_Exercise objective_: Can you give these entries again with every "Provide" changed to "Return" and nothing else altered?

┌─ Listed records

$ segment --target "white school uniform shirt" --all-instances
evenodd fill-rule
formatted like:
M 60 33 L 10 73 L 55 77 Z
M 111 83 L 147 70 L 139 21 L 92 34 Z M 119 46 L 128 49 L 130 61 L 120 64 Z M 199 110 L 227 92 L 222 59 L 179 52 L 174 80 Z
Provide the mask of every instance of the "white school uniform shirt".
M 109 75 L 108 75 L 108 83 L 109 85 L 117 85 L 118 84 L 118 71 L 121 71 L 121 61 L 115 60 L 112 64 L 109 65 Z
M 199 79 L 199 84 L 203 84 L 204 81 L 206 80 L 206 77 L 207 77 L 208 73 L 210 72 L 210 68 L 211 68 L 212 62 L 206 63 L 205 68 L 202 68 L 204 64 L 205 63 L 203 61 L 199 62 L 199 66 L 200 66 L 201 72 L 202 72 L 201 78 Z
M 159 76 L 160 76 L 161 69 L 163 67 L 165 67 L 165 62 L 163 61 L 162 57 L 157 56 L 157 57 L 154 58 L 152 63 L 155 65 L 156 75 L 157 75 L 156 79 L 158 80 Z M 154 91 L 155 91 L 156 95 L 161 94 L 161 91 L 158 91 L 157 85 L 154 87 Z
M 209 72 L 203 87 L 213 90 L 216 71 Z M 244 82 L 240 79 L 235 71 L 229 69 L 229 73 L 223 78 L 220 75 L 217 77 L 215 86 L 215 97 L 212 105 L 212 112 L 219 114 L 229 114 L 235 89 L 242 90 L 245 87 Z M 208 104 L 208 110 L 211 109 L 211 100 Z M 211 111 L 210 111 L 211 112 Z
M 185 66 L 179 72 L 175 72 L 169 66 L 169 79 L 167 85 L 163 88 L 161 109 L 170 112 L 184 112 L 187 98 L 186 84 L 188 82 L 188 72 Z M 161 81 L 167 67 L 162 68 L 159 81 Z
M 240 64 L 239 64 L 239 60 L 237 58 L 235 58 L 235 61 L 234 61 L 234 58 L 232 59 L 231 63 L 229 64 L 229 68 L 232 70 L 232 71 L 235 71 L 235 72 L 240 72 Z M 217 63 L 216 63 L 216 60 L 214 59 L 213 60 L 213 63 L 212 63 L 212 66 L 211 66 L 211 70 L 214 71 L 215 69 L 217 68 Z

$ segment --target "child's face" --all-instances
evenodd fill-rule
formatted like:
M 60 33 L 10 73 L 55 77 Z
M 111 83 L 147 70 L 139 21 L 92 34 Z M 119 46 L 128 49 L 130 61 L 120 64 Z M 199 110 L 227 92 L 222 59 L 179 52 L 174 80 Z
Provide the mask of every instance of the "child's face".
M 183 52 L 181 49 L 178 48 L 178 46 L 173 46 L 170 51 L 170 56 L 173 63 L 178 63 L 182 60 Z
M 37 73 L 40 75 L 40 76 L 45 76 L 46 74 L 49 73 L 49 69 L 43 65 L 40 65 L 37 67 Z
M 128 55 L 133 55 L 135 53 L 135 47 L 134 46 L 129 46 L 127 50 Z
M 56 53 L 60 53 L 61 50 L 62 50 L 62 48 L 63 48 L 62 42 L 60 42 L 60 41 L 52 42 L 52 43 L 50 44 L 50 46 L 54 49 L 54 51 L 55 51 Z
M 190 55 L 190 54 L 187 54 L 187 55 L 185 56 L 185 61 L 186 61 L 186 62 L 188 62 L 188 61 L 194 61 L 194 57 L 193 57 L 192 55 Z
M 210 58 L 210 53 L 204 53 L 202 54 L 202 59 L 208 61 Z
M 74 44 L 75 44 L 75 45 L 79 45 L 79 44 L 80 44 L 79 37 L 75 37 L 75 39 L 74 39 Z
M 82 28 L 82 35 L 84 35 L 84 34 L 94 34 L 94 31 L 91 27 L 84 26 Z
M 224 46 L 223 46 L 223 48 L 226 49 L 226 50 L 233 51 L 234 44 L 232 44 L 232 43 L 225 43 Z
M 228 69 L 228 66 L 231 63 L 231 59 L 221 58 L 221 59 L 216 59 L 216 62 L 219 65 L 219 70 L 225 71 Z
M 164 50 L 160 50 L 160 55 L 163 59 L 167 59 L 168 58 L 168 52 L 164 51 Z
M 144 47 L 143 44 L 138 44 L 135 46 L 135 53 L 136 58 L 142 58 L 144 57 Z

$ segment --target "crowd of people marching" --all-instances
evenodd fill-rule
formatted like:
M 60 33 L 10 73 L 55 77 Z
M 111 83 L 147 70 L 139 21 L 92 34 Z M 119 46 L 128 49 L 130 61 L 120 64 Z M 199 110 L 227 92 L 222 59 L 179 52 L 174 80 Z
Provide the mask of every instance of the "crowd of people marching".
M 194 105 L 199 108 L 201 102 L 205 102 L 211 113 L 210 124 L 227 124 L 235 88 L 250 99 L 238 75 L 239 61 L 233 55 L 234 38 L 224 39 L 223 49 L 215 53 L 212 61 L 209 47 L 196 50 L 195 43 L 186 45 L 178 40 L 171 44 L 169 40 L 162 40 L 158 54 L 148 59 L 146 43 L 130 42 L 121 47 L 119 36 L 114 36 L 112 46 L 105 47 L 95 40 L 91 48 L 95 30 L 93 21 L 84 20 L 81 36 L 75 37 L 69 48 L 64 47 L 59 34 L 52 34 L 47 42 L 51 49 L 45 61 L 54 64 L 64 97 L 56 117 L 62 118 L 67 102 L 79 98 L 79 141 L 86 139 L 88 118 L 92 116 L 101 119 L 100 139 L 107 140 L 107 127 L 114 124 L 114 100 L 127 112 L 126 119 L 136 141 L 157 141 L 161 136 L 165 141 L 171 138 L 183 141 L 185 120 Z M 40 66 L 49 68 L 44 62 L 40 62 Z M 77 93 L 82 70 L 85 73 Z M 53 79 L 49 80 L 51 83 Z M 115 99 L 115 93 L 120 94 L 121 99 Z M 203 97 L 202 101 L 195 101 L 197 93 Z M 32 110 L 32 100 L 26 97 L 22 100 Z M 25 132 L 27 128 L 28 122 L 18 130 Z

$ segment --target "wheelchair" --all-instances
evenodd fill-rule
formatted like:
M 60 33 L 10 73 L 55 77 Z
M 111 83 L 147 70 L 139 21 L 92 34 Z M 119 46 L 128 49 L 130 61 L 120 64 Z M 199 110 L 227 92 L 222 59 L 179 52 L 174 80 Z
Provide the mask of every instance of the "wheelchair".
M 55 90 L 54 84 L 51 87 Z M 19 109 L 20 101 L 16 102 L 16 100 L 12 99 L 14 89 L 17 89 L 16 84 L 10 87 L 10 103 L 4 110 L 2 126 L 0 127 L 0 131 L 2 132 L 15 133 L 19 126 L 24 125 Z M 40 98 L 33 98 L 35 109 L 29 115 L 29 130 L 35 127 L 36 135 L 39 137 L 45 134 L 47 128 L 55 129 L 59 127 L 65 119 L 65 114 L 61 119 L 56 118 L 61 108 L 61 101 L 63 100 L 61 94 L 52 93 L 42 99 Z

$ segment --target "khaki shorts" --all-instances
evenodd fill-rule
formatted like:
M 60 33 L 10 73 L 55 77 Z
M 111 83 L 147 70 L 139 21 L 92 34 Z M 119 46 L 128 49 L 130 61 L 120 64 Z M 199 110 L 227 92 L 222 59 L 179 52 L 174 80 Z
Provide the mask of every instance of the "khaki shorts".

└─

_Response to the exercise_:
$ segment --target "white school uniform shirt" --all-instances
evenodd fill-rule
formatted like:
M 60 33 L 10 73 L 55 77 Z
M 111 83 L 147 70 L 139 21 L 92 34 Z M 119 46 L 128 49 L 130 61 L 120 64 Z M 199 110 L 227 92 L 222 59 L 179 52 L 174 80 Z
Return the mask of every instance of the "white school uniform shirt".
M 109 75 L 108 75 L 108 83 L 109 85 L 117 85 L 118 84 L 118 71 L 121 71 L 121 61 L 115 60 L 112 64 L 109 65 Z
M 199 79 L 199 84 L 203 84 L 204 81 L 206 80 L 206 77 L 207 77 L 208 73 L 210 72 L 210 68 L 211 68 L 212 62 L 206 63 L 205 68 L 202 68 L 204 64 L 205 63 L 203 61 L 199 62 L 199 66 L 200 66 L 201 72 L 202 72 L 201 78 Z
M 159 76 L 160 76 L 161 69 L 163 67 L 165 67 L 165 62 L 163 61 L 162 57 L 157 56 L 157 57 L 154 58 L 152 63 L 155 65 L 156 75 L 157 75 L 156 79 L 158 80 Z M 154 91 L 155 91 L 156 95 L 161 94 L 161 91 L 158 91 L 157 85 L 154 87 Z
M 209 72 L 203 87 L 213 90 L 216 71 Z M 244 82 L 240 79 L 235 71 L 229 69 L 229 73 L 223 78 L 220 75 L 217 77 L 215 86 L 215 97 L 212 105 L 212 112 L 219 114 L 229 114 L 235 89 L 242 90 L 245 87 Z M 208 104 L 208 110 L 211 109 L 211 100 Z M 211 111 L 210 111 L 211 112 Z
M 185 66 L 179 72 L 175 72 L 169 66 L 169 79 L 167 85 L 163 88 L 161 109 L 170 112 L 184 112 L 187 98 L 186 84 L 188 82 L 188 72 Z M 161 81 L 167 67 L 162 68 L 159 81 Z
M 240 64 L 239 64 L 239 60 L 237 58 L 235 58 L 235 61 L 234 61 L 234 58 L 232 59 L 231 63 L 229 64 L 229 68 L 232 70 L 232 71 L 235 71 L 235 72 L 240 72 Z M 217 63 L 216 63 L 216 60 L 214 59 L 213 60 L 213 63 L 212 63 L 212 66 L 211 66 L 211 70 L 214 71 L 215 69 L 217 68 Z

$ segment --target "child's face" --all-instances
evenodd fill-rule
formatted like:
M 60 33 L 10 73 L 55 77 Z
M 111 83 L 147 70 L 139 21 L 92 34 Z M 119 46 L 128 49 L 130 61 L 120 64 Z M 199 110 L 227 92 L 222 59 L 179 52 L 174 80 Z
Return the mask of every instance of the "child's face".
M 183 52 L 181 49 L 178 48 L 178 46 L 173 46 L 170 51 L 170 56 L 173 63 L 178 63 L 182 60 Z
M 37 73 L 40 75 L 40 76 L 45 76 L 46 74 L 49 73 L 49 69 L 43 65 L 40 65 L 37 67 Z
M 128 55 L 133 55 L 135 53 L 135 47 L 134 46 L 129 46 L 127 50 Z
M 56 53 L 60 53 L 61 50 L 62 50 L 62 48 L 63 48 L 62 42 L 60 42 L 60 41 L 52 42 L 52 43 L 50 44 L 50 46 L 54 49 L 54 51 L 55 51 Z
M 190 55 L 190 54 L 187 54 L 187 55 L 185 56 L 185 61 L 186 61 L 186 62 L 188 62 L 188 61 L 194 61 L 194 57 L 193 57 L 192 55 Z
M 210 58 L 210 53 L 204 53 L 202 54 L 202 59 L 208 61 Z
M 74 44 L 75 44 L 75 45 L 79 45 L 79 44 L 80 44 L 79 37 L 75 37 L 75 39 L 74 39 Z
M 82 28 L 82 35 L 84 35 L 84 34 L 94 34 L 94 31 L 91 27 L 84 26 Z
M 224 46 L 223 46 L 223 48 L 226 49 L 226 50 L 233 51 L 234 44 L 232 44 L 232 43 L 225 43 Z
M 228 69 L 228 66 L 231 63 L 231 59 L 221 58 L 221 59 L 216 59 L 216 62 L 219 65 L 219 70 L 225 71 Z
M 164 50 L 160 50 L 160 55 L 163 59 L 167 59 L 168 58 L 168 52 L 164 51 Z
M 144 47 L 143 44 L 138 44 L 135 46 L 135 53 L 136 58 L 142 58 L 144 57 Z

$ segment --target "crowd of people marching" --all-instances
evenodd fill-rule
formatted like:
M 60 33 L 10 73 L 55 77 Z
M 111 83 L 147 70 L 139 21 L 92 34 Z M 119 46 L 128 49 L 130 61 L 120 64 Z M 199 110 L 227 92 L 222 59 L 179 52 L 174 80 Z
Return the mask of every instance of the "crowd of people marching".
M 194 105 L 199 108 L 201 102 L 205 102 L 211 113 L 210 124 L 227 124 L 235 88 L 250 99 L 238 75 L 239 61 L 233 55 L 234 38 L 224 39 L 223 49 L 215 53 L 212 61 L 209 47 L 196 50 L 195 43 L 186 45 L 178 40 L 171 44 L 169 40 L 162 40 L 158 54 L 148 59 L 146 43 L 130 42 L 121 47 L 119 36 L 114 36 L 112 46 L 105 47 L 95 40 L 91 48 L 95 30 L 93 21 L 84 20 L 81 36 L 75 37 L 69 48 L 64 47 L 59 34 L 52 34 L 47 42 L 51 49 L 45 61 L 54 64 L 64 97 L 56 117 L 62 118 L 67 102 L 79 98 L 79 141 L 86 139 L 88 118 L 92 116 L 101 119 L 100 139 L 107 140 L 107 127 L 114 124 L 114 100 L 127 112 L 126 119 L 136 141 L 157 141 L 161 136 L 165 141 L 171 138 L 183 141 L 185 120 Z M 40 66 L 49 68 L 44 62 L 40 62 Z M 77 93 L 82 70 L 85 73 Z M 53 79 L 49 80 L 51 83 Z M 115 99 L 115 93 L 120 94 L 121 99 Z M 203 97 L 202 101 L 195 101 L 197 93 Z M 32 110 L 32 100 L 26 97 L 22 100 Z M 25 132 L 27 128 L 28 122 L 18 130 Z

$ segment --target "wheelchair" --all-instances
evenodd fill-rule
formatted like:
M 60 33 L 10 73 L 55 77 Z
M 111 83 L 147 70 L 139 21 L 92 34 Z M 119 46 L 128 49 L 130 61 L 120 64 Z M 199 110 L 227 92 L 222 59 L 179 52 L 174 80 Z
Return the mask of every instance of the "wheelchair".
M 55 90 L 54 84 L 51 87 Z M 19 109 L 20 101 L 16 102 L 16 100 L 12 99 L 14 89 L 17 89 L 16 84 L 10 87 L 10 103 L 4 110 L 2 126 L 0 127 L 0 131 L 2 132 L 15 133 L 19 126 L 24 125 Z M 40 98 L 33 98 L 35 109 L 29 115 L 29 130 L 35 127 L 36 135 L 39 137 L 45 134 L 47 128 L 55 129 L 59 127 L 65 119 L 65 114 L 61 119 L 56 118 L 61 108 L 61 101 L 63 100 L 61 94 L 52 93 L 42 99 Z

$ segment --target "khaki shorts" --all-instances
evenodd fill-rule
formatted like:
M 60 33 L 10 73 L 55 77 Z
M 111 83 L 147 70 L 139 21 L 92 34 Z M 119 46 L 128 49 L 130 61 L 120 64 Z M 199 110 L 227 92 L 222 59 L 179 52 L 174 80 Z
Return the mask of every instance of the "khaki shorts".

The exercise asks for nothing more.